> DIRECTIONS: Wherever a picture appears in the data below, omit it, and restate everything else word for word.

> RECORDED DATA:
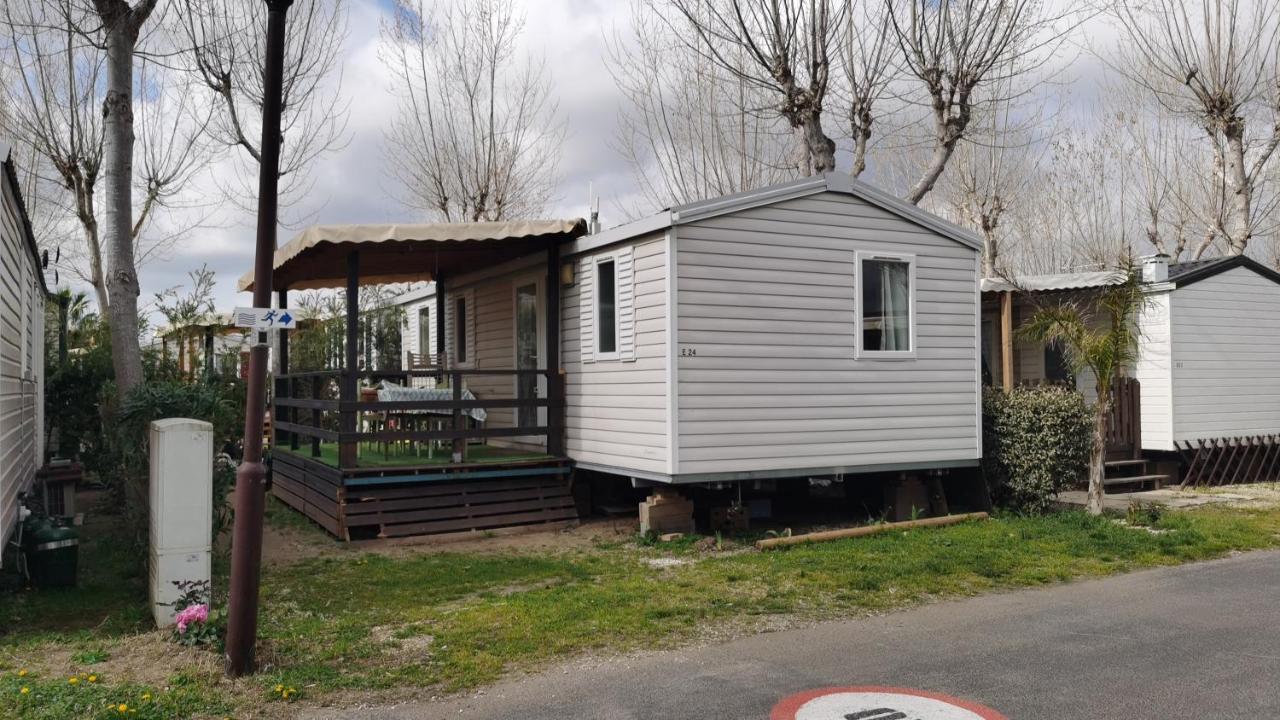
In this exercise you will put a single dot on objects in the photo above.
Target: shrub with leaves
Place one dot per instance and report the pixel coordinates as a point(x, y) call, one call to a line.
point(1036, 442)
point(196, 621)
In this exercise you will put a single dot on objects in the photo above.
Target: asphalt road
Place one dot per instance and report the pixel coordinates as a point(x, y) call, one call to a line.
point(1193, 642)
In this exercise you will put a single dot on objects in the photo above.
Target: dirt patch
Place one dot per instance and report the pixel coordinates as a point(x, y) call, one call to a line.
point(286, 545)
point(403, 645)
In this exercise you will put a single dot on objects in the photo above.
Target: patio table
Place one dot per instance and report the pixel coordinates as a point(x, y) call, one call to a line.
point(392, 392)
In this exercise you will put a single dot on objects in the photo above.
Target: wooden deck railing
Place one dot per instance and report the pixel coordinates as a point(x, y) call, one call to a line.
point(1124, 428)
point(305, 409)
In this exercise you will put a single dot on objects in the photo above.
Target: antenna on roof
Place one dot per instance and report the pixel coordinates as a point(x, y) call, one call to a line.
point(593, 226)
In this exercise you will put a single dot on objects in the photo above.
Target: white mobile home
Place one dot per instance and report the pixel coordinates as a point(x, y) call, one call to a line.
point(817, 327)
point(1207, 354)
point(813, 328)
point(22, 350)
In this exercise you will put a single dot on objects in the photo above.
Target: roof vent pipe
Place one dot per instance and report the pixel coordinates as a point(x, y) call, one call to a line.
point(1155, 268)
point(593, 226)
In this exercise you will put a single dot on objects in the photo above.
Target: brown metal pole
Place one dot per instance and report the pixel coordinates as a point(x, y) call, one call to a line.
point(348, 387)
point(251, 475)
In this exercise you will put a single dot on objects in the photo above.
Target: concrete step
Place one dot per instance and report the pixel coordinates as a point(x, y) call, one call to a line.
point(1155, 481)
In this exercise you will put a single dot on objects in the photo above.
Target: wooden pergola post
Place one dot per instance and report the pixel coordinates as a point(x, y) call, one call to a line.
point(284, 387)
point(439, 327)
point(348, 391)
point(209, 351)
point(1006, 340)
point(554, 388)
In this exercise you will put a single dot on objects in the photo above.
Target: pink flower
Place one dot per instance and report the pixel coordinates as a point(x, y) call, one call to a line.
point(191, 614)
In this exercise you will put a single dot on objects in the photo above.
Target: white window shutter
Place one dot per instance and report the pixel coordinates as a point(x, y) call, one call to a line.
point(586, 308)
point(626, 305)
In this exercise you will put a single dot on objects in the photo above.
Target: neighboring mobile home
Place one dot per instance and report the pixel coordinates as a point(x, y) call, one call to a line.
point(22, 350)
point(1208, 351)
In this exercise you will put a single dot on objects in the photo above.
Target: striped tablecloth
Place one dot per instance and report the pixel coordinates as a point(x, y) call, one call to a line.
point(392, 392)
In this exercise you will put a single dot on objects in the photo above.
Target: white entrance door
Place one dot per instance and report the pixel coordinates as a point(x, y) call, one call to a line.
point(530, 343)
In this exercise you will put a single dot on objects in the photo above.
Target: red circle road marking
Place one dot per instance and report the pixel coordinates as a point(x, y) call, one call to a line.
point(787, 707)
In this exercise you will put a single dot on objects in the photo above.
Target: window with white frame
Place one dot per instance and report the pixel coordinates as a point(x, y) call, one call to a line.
point(606, 309)
point(886, 305)
point(460, 331)
point(424, 331)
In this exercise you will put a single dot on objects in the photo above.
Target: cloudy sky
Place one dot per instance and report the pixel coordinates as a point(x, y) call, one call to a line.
point(351, 185)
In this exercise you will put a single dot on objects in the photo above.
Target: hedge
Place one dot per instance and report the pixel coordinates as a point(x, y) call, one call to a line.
point(1036, 442)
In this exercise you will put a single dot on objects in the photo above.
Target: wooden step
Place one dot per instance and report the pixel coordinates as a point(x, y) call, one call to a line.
point(1157, 481)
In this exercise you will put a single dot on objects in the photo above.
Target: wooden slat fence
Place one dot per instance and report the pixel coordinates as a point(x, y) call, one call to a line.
point(1124, 431)
point(1230, 460)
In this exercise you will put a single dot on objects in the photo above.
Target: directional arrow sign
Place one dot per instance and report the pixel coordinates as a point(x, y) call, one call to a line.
point(265, 319)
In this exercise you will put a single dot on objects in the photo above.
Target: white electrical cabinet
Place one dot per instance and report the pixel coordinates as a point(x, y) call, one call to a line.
point(182, 497)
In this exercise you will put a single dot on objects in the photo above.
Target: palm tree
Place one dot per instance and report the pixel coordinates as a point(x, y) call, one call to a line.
point(1101, 336)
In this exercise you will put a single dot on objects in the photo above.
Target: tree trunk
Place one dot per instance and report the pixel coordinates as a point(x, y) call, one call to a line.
point(122, 278)
point(1098, 455)
point(822, 149)
point(95, 270)
point(1239, 204)
point(941, 155)
point(990, 254)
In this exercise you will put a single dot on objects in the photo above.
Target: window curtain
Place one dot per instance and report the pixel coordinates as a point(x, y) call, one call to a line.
point(895, 304)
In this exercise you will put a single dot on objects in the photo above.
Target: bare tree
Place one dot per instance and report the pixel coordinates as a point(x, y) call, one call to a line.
point(478, 135)
point(122, 23)
point(1171, 177)
point(223, 42)
point(992, 173)
point(691, 130)
point(955, 48)
point(787, 48)
point(1216, 62)
point(53, 105)
point(869, 55)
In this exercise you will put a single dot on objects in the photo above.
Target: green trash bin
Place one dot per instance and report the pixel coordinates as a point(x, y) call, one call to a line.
point(53, 552)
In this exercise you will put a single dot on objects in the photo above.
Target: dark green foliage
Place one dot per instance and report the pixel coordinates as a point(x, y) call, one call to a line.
point(1036, 442)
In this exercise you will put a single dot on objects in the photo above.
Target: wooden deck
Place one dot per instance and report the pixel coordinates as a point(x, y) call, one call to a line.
point(415, 500)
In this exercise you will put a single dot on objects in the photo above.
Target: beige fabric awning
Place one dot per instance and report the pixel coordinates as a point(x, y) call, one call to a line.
point(405, 253)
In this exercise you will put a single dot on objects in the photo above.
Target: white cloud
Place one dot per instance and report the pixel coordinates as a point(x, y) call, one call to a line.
point(350, 185)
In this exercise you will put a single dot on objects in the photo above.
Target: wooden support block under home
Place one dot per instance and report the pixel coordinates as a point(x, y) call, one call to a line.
point(728, 519)
point(666, 511)
point(908, 499)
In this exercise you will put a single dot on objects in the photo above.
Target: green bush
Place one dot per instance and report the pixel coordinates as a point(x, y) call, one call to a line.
point(1036, 442)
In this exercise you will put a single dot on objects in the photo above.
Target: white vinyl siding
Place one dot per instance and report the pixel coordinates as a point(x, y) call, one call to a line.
point(1226, 356)
point(616, 413)
point(21, 361)
point(1153, 374)
point(768, 379)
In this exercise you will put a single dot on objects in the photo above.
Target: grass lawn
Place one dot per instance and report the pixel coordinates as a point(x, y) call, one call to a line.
point(401, 456)
point(401, 621)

> OUTPUT OF THE EXERCISE:
In this exercise you will put a single dot on objects in the photo above.
Target: shrub with leaves
Place one dot per instance and report the pixel coordinates as a point(x, y) call, one call to a line.
point(1036, 442)
point(196, 621)
In this exercise you will put a single dot on objects in the photo above.
Target: asphalt road
Place one dot per instance and report the pixel coordinates as a point(x, y) call, one call to a line.
point(1193, 642)
In this exercise you will put a single dot on objects in the photo above.
Target: dirt patch
Place one dot per instance and report the pixel coordinates as a point(x, y) call, one call to a line.
point(286, 545)
point(403, 645)
In this exercise you will put a single dot on objects in the photo above.
Target: patio table
Place one dot per instance and report the pixel coordinates as a point(x, y) call, one call to a line.
point(392, 392)
In this exercise you will put a single dot on objects in the photo above.
Target: wooden deck railing
Place one dot per instance and report the pixel coordinates as a point(x, y) call, one call to a line.
point(1124, 428)
point(305, 409)
In this exercise you will put a single dot on objects in the photo above.
Target: antenna on roof
Place one dot per instance and report the pixel coordinates as a point(x, y) call, one call to a line.
point(593, 226)
In this exercise you will put a single dot on objects in the photo above.
Target: white mobile home
Place one dot per instance and report the pixel coordinates as a point(x, y) call, one call to a line.
point(817, 327)
point(1207, 354)
point(813, 328)
point(22, 350)
In this exercise you will put a single dot on objects in the photo above.
Target: roof vent pipe
Place one dot per instance and report the pixel coordinates as a point(x, y) call, one call to a line.
point(1155, 268)
point(593, 226)
In this exercise you will put a single dot on objects in the photo above.
Target: brown metal pole
Place one dot per instance and report the pixel coordinates as a point(x, y) call, one call to a line.
point(348, 387)
point(251, 475)
In this exercise you will put a single dot on objects in the photo above.
Target: concrete step
Place one dot per instance and report the pixel coordinates as a point(x, y) call, one call to a line.
point(1155, 481)
In this exercise you will put a single dot on objects in the photo above.
Target: wooden pergola post
Place one dot per instance and report the pixel coordinates as a point(x, y) call, one call to a line.
point(284, 387)
point(439, 327)
point(348, 391)
point(209, 351)
point(1006, 340)
point(554, 388)
In this exercise you will put a single dot on objects in the photo above.
Target: pink flower
Place one dot per instance and report the pixel coordinates as a point(x, y) call, one call to a line.
point(191, 614)
In this exercise you will put a single dot on objects in the photo above.
Target: white window shutter
Place one dot per instance and report the pixel coordinates as a point(x, y) call, one call to a line.
point(586, 308)
point(626, 305)
In this exercise you will put a single dot on objects in the photo above.
Target: neighboring mobile home
Place one dot per instance and report the pixel coordinates as a point(x, y) call, one call to a line.
point(22, 350)
point(1208, 351)
In this exercise you will put a single dot on objects in the photo above.
Target: striped tablecloth
Place one dot per instance and report the pixel coordinates as a point(x, y) call, one call to a line.
point(392, 392)
In this exercise you will put a single dot on objects in the photo above.
Target: white entrance door
Place one dot per instance and report the pixel coordinates as a point(x, y) call, one call to a line.
point(530, 343)
In this exercise you will put a single dot on objects in the photo above.
Target: red circle road marking
Place one dot per instance and report the pixel coordinates as a point(x, y) call, one call to a line.
point(787, 707)
In this exercise you will put a single dot on objects in the photo above.
Target: window with white frame
Place one dot per instance and report the pixel coordinates as a point(x, y) call, one call to a line.
point(606, 309)
point(886, 305)
point(460, 331)
point(424, 331)
In this exercise you will put a single dot on objects in the photo above.
Target: cloudy sky
Place one dot per instance and report the pixel coordinates as a point(x, y) call, one call to a line.
point(351, 185)
In this exercise you will put a single dot on objects in the photo above.
Target: hedge
Place one dot per instance and report the pixel coordinates as a point(x, y) call, one call to a line.
point(1036, 442)
In this exercise you will put a single dot on objects in the photo above.
Target: wooden step
Place one dot per instance and report the pixel coordinates as a point(x, y) call, one call to a line.
point(1157, 481)
In this exercise you will put a single dot on objects in the photo above.
Target: wooden slat fence
Place one dot per instance and report the pixel coordinates as a point(x, y) call, one call to a line.
point(1124, 431)
point(1230, 460)
In this exercise you will put a single dot on objects in the photo above.
Target: directional arrow sign
Place one dot per instance and report the pixel coordinates as a point(x, y) call, one call to a line.
point(265, 319)
In this exercise you will put a single dot on objects in the photo above.
Target: white electrical cabinet
Place one dot per instance and report the pixel coordinates as a point(x, y) call, one call to a line.
point(182, 497)
In this exercise you will put a single dot on objects in the photo above.
Target: palm tree
Place one dot per instance and report the pixel coordinates as a point(x, y) call, one call to a line.
point(1101, 336)
In this exercise you will put a single dot on objects in the photo above.
Target: tree trunk
Place one dot per instance and report the pixel coordinates as a point(x, y) call, one call to a line.
point(122, 278)
point(1098, 455)
point(822, 149)
point(95, 270)
point(1239, 204)
point(941, 155)
point(990, 254)
In this exercise you will put a single dot on objects in the photo above.
Target: window curtain
Place one dot per instance and report the pixel coordinates as a point(x, y) call, one call to a line.
point(895, 304)
In this exercise you will put a single dot on objects in the photo above.
Target: bare tree
Place one dot per instance and report the pixel coordinates as a point(x, y) call, one call to a line.
point(478, 135)
point(122, 23)
point(1171, 177)
point(223, 42)
point(992, 173)
point(691, 130)
point(955, 48)
point(787, 48)
point(1216, 62)
point(53, 105)
point(869, 55)
In this exercise you will put a single dot on objects in the photo above.
Target: green trash bin
Place one dot per instance and report the pixel coordinates as a point(x, y) call, one call to a line.
point(53, 552)
In this exercise you will put a single dot on objects in the photo above.
Target: dark green foliage
Place one dot per instance and report the pixel coordinates as a point(x, y) call, one call to a line.
point(1036, 442)
In this exercise you will put a single dot on objects in the photo above.
Target: wooden deck
Place one dot per instance and report the pixel coordinates as a point(x, y) call, one call to a line.
point(415, 500)
In this exercise you will put a single dot on objects in the photo above.
Target: beige fabric awning
Place one dot per instance and report the pixel coordinates as a point(x, y) call, one call to a line.
point(405, 253)
In this exercise you will put a single dot on objects in the photo above.
Target: white cloud
Place one dot per instance and report the pixel coordinates as a point(x, y) call, one call to a line.
point(350, 185)
In this exercise you will put a single dot on objects in the photo above.
Target: wooden support block under home
Place one dot per instance and report the pixel coordinates as a point(x, y) call, one call to a line.
point(728, 519)
point(666, 511)
point(908, 499)
In this exercise you will put a single dot on objects in the photo above.
Target: green bush
Place one dot per instance and report the pixel coordinates as a point(x, y) call, one call to a line.
point(1036, 442)
In this exercise you will put a single dot on objects in the photo above.
Target: white vinyl siding
Place one dot per instance and report the pixel coordinates as a point(x, y) call, one call to a line.
point(1226, 356)
point(616, 413)
point(21, 361)
point(1153, 374)
point(768, 379)
In this exercise you will put a single dot on objects in the photo above.
Target: grass lawn
Place one dot per instance and report the pixel coordinates as a point(x, y) call, one call to a line.
point(401, 456)
point(401, 621)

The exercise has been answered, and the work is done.